** start **
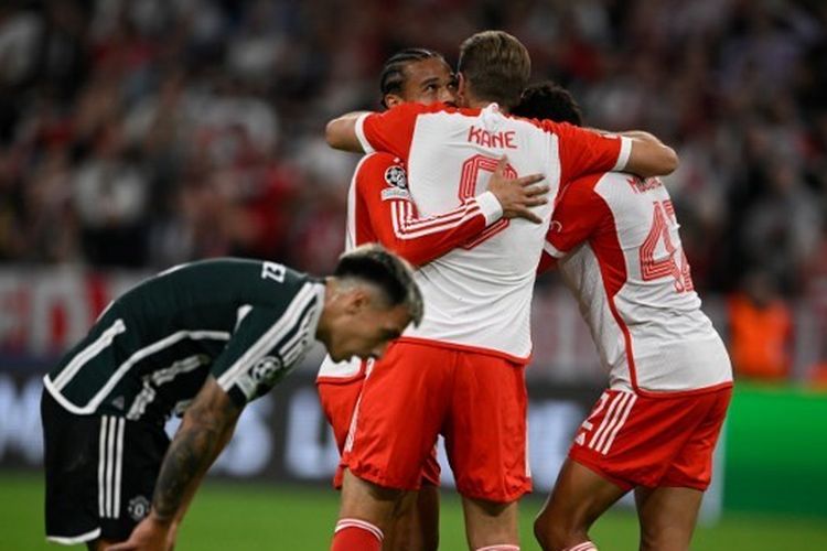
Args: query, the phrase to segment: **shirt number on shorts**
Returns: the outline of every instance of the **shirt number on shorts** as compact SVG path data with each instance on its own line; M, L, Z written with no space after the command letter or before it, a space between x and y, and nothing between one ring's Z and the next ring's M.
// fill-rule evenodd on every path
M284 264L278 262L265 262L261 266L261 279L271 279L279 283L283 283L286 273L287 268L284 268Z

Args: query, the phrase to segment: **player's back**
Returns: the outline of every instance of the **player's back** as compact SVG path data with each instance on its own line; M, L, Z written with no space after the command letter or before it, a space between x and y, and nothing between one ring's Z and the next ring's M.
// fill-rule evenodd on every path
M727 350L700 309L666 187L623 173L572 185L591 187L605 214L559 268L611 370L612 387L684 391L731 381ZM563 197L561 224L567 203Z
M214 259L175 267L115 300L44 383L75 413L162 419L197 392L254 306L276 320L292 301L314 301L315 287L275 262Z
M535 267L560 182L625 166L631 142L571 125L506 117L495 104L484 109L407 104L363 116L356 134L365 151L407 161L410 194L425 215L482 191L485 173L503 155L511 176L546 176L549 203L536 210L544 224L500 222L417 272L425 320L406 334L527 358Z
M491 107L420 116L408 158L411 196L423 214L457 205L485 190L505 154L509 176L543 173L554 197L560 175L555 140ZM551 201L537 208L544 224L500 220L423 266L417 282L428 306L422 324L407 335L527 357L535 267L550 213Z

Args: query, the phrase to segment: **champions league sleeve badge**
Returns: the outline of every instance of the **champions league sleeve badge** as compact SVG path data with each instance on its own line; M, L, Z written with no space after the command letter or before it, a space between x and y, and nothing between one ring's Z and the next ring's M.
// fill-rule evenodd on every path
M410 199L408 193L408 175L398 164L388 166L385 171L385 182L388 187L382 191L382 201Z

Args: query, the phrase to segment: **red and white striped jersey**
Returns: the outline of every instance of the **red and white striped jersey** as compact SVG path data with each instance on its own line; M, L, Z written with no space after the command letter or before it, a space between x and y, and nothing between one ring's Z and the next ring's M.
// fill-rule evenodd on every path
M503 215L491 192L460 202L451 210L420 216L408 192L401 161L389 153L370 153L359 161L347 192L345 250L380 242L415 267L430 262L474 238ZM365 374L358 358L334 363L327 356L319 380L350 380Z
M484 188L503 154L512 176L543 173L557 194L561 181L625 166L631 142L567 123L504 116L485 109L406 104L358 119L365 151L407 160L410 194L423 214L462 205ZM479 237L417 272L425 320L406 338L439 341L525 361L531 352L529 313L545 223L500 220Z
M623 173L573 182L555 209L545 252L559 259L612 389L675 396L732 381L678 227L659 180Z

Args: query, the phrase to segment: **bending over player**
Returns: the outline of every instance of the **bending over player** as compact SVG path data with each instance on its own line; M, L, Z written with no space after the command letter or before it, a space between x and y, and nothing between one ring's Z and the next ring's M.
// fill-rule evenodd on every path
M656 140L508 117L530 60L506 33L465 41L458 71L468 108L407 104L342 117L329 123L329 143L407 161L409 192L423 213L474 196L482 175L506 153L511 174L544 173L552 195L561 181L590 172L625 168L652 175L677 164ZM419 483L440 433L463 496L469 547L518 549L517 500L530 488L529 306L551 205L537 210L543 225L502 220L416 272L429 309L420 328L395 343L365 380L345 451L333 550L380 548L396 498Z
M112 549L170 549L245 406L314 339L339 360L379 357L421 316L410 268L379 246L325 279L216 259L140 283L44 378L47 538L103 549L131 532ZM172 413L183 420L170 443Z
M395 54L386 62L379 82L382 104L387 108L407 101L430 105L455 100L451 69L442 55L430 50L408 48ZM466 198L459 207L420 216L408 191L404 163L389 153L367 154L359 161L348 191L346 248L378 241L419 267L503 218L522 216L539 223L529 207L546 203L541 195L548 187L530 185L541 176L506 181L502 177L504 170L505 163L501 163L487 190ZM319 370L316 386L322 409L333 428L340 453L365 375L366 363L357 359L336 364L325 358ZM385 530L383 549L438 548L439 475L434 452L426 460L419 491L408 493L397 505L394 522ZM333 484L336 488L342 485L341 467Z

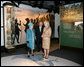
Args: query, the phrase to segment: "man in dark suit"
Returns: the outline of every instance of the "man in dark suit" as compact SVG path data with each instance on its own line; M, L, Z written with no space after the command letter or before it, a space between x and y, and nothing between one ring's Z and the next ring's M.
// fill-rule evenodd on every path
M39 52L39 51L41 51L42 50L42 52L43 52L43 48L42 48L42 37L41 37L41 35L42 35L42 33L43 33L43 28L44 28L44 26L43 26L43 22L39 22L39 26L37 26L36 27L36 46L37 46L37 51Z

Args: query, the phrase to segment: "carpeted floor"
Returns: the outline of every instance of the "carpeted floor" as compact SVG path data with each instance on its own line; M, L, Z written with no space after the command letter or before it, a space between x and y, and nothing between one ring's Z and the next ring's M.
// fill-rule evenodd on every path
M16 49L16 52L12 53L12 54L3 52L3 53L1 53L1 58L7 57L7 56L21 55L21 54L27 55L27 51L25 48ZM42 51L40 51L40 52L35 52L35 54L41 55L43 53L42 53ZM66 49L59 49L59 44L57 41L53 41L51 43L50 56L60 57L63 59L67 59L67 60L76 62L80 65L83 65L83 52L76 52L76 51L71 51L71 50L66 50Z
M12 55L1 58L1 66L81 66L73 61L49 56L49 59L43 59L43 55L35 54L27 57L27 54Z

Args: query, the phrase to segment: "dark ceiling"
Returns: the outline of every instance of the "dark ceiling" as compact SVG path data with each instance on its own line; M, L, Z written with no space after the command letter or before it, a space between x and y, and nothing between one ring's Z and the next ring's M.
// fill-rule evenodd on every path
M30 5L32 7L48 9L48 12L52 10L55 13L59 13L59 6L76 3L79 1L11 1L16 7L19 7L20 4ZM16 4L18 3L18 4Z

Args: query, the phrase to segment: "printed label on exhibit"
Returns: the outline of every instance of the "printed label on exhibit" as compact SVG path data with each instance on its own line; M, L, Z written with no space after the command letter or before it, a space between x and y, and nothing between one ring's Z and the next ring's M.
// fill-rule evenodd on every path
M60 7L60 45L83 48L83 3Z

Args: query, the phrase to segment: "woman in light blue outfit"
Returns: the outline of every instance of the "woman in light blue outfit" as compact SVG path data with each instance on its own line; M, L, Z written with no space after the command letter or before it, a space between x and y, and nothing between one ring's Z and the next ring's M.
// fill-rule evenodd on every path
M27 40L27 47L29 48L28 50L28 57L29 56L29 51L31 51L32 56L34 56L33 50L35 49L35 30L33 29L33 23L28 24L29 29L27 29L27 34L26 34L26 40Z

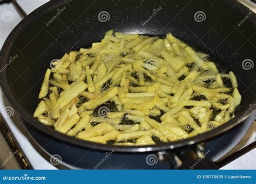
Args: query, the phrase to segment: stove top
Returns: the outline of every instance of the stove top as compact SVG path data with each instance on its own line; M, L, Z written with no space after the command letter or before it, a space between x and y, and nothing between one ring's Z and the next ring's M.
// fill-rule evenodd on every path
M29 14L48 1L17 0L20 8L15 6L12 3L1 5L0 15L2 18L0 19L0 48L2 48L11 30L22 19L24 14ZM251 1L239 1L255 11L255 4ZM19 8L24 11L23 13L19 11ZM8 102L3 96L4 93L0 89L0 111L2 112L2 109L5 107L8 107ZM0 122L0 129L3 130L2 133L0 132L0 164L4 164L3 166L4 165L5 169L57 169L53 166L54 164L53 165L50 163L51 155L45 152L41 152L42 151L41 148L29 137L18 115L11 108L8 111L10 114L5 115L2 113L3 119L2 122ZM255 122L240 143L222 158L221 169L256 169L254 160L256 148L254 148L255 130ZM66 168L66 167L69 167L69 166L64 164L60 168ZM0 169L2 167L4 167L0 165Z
** end **
### Exercise brief:
Repeat everything in the records precisely. Images are excluded from the copy.

### Correct answer:
Args: query, the phrase to segment: **shirt number on shorts**
Returns: the outline of every instance of the **shirt number on shorts** as compact SVG path data with each instance on its own line; M, L, Z written with no space after the command letter or before it, a space between x and y, and nothing between one ring's Z and the next ring's M.
// fill-rule evenodd on every path
M284 264L278 262L265 262L261 266L261 279L271 279L279 283L283 283L286 273L287 268L284 268Z

Args: query, the phrase to segment: **player's back**
Returns: the outline of every instance of the **player's back** as compact SVG path data with each instance on its own line; M, L, Z written with no space after the command letter or before it, a space between x and y, and nothing between one ring's Z and the next ring's M.
// fill-rule evenodd on every path
M727 350L700 309L666 187L623 173L572 185L591 187L605 214L559 268L611 370L612 387L684 391L731 381ZM563 197L561 224L567 203Z
M214 259L175 267L115 300L44 383L75 413L162 419L197 392L254 306L276 320L292 301L314 301L315 287L275 262Z
M535 267L560 182L625 166L631 142L571 125L506 117L495 104L484 109L407 104L363 116L356 134L365 151L407 161L410 194L425 215L482 191L485 173L503 155L511 176L546 176L549 203L536 210L544 224L500 222L417 272L425 320L406 334L527 358Z
M491 107L420 116L408 158L411 196L423 214L457 205L485 190L505 154L509 176L543 173L554 197L560 175L555 140ZM551 201L537 208L544 224L500 220L423 266L417 282L428 306L422 324L407 335L527 357L535 267L550 213Z

Args: query, the phrase to segment: **champions league sleeve badge**
Returns: the outline of every instance of the **champions league sleeve badge** as compact SVG path data with each instance on its own line; M, L, Z written with no space after the command letter or before it, a space between x and y, and nothing between one ring's Z and the next ring's M.
// fill-rule evenodd on every path
M410 199L408 193L408 175L398 164L388 166L385 171L385 182L388 187L382 191L382 201Z

Args: query, the phrase to segment: **red and white striped jersey**
Returns: the outline of every instance of the **red and white striped jersey** as compact SVG path data with each instance on its own line; M, L, Z written with no space after the command letter or before it, a space between x and y, and nothing between one ring's Z and the next ring's M.
// fill-rule evenodd on every path
M503 215L491 192L460 202L451 210L420 216L408 192L401 161L389 153L370 153L359 161L347 192L345 250L380 242L415 267L430 262L474 238ZM365 374L358 358L334 363L327 356L319 380L350 380Z
M484 188L503 154L512 176L543 173L557 194L561 181L625 166L631 142L567 123L504 116L485 109L406 104L358 119L365 151L407 160L410 194L423 214L462 205ZM479 237L417 272L425 320L406 338L439 341L525 361L531 352L529 313L545 223L500 220Z
M623 173L573 182L555 209L545 252L559 259L612 389L675 396L732 381L678 227L659 180Z

Args: query, the phrase to segment: **bending over player**
Returns: the outline of every instance of the **bending over player** as compact SVG path data with each instance on its own line; M, L, Z written with no space after the command letter or before it, a space between x and y, and nothing between one ring's Z and the next ring's M.
// fill-rule evenodd on every path
M656 140L508 117L530 60L506 33L465 41L458 71L468 108L407 104L342 117L329 123L329 143L407 161L409 192L423 213L474 196L482 175L506 153L511 174L544 173L552 195L561 181L590 172L625 168L652 175L677 164ZM419 483L440 433L463 496L469 547L518 549L517 500L530 488L529 306L551 205L537 210L543 225L502 220L416 272L429 309L420 328L395 343L365 380L345 451L333 550L380 548L396 498Z
M112 549L170 549L245 406L314 339L339 360L379 357L421 316L410 268L379 246L325 279L216 259L140 283L44 378L47 538L103 549L131 532ZM172 413L183 420L170 443Z
M395 54L386 62L379 82L382 104L387 108L407 101L430 105L455 100L451 69L442 55L430 50L408 48ZM466 198L459 207L420 216L408 191L404 163L389 153L367 154L359 161L348 191L346 248L378 241L419 267L503 218L522 216L539 223L529 207L546 203L541 195L548 187L530 185L541 176L506 181L502 177L504 170L505 163L501 163L487 190ZM319 370L316 386L322 409L333 428L340 453L365 375L366 363L357 359L336 364L325 358ZM385 530L383 549L438 548L439 475L434 452L426 460L419 491L408 493L397 505L394 522ZM333 484L336 488L342 485L341 467Z

Args: query, the phrase to segment: "man in dark suit"
Returns: the outline of every instance of the "man in dark suit" as compact SVG path data with each instance on its own line; M, L, Z written with no space after the command letter or before it, a space between x and y, and nothing between one ring's Z and the next ring's M.
// fill-rule evenodd on every path
M39 52L39 51L41 51L42 50L42 52L43 52L43 48L42 48L42 37L41 37L41 35L42 35L42 33L43 33L43 28L44 28L44 26L43 26L43 22L39 22L39 26L37 26L36 27L36 46L37 46L37 51Z

Args: query, the phrase to segment: "carpeted floor"
Returns: the outline of every instance of the "carpeted floor" as compact SVG path data with each instance on its own line; M, L, Z written with no space after the command letter or before it, a space between x and y, and nothing between one ring's Z and the next ring's M.
// fill-rule evenodd on every path
M16 49L16 52L12 53L12 54L3 52L3 53L1 53L1 58L7 57L7 56L21 55L21 54L27 55L27 51L25 48ZM42 51L40 51L40 52L35 52L35 54L41 55L43 53L42 53ZM66 49L59 49L59 44L57 41L53 41L51 43L50 56L60 57L63 59L67 59L67 60L76 62L80 65L83 65L83 52L76 52L76 51L71 51L71 50L66 50Z
M12 55L1 58L1 66L81 66L73 61L49 56L49 59L43 59L43 55L35 54L27 57L27 54Z

Args: query, the phrase to segment: "dark ceiling"
Returns: the outline of every instance of the "dark ceiling" as compact SVG path data with each instance on its own line; M, L, Z written with no space after the command letter or before it, a space between x and y, and nothing between one ring's Z and the next ring's M.
// fill-rule evenodd on every path
M30 5L32 7L48 9L48 12L52 10L55 13L59 13L59 6L76 3L79 1L11 1L16 7L19 7L20 4ZM16 4L18 3L18 4Z

Args: query, the phrase to segment: "printed label on exhibit"
Returns: the outline of every instance of the "printed label on exhibit" as compact SVG path data with each instance on its own line; M, L, Z written with no space after the command letter or before it, a space between x and y, and nothing between one ring's Z and the next ring's M.
// fill-rule evenodd on every path
M60 7L60 45L83 48L83 3Z

Args: query, the phrase to segment: "woman in light blue outfit"
Returns: the outline of every instance of the "woman in light blue outfit" as compact SVG path data with each instance on its own line; M, L, Z written with no space after the command letter or before it, a space between x and y, and nothing between one ring's Z and the next ring's M.
// fill-rule evenodd on every path
M27 40L27 47L29 48L28 50L28 57L29 56L29 51L31 51L32 56L34 56L33 50L35 49L35 30L33 29L33 23L28 24L29 29L27 29L27 34L26 34L26 40Z

Args: query, the phrase to segment: stove top
Returns: the outline of every instance of the stove top as compact SVG path data with each instance on its own line; M, L, Z written with no space after the command letter or before it, a space between x and y, and nothing between one ring's Z and the next ring's M.
// fill-rule evenodd on every path
M29 14L48 1L17 0L20 8L15 6L12 3L1 5L0 15L2 18L0 19L0 48L2 48L11 30L22 19L24 14ZM251 1L239 1L255 11L255 4ZM19 8L24 11L23 13L19 11ZM8 102L3 96L4 93L0 89L0 111L2 112L2 109L5 107L8 107ZM0 122L0 129L3 130L2 133L0 132L0 164L4 164L3 166L4 165L5 169L57 169L53 166L54 164L53 165L50 163L51 155L45 152L41 152L42 151L41 148L29 137L18 115L11 108L8 111L10 114L5 115L2 113L3 119L2 122ZM255 122L240 143L222 158L221 169L256 169L254 160L256 148L254 148L255 130ZM66 168L66 167L69 167L69 166L64 164L60 168ZM0 169L2 167L4 167L0 165Z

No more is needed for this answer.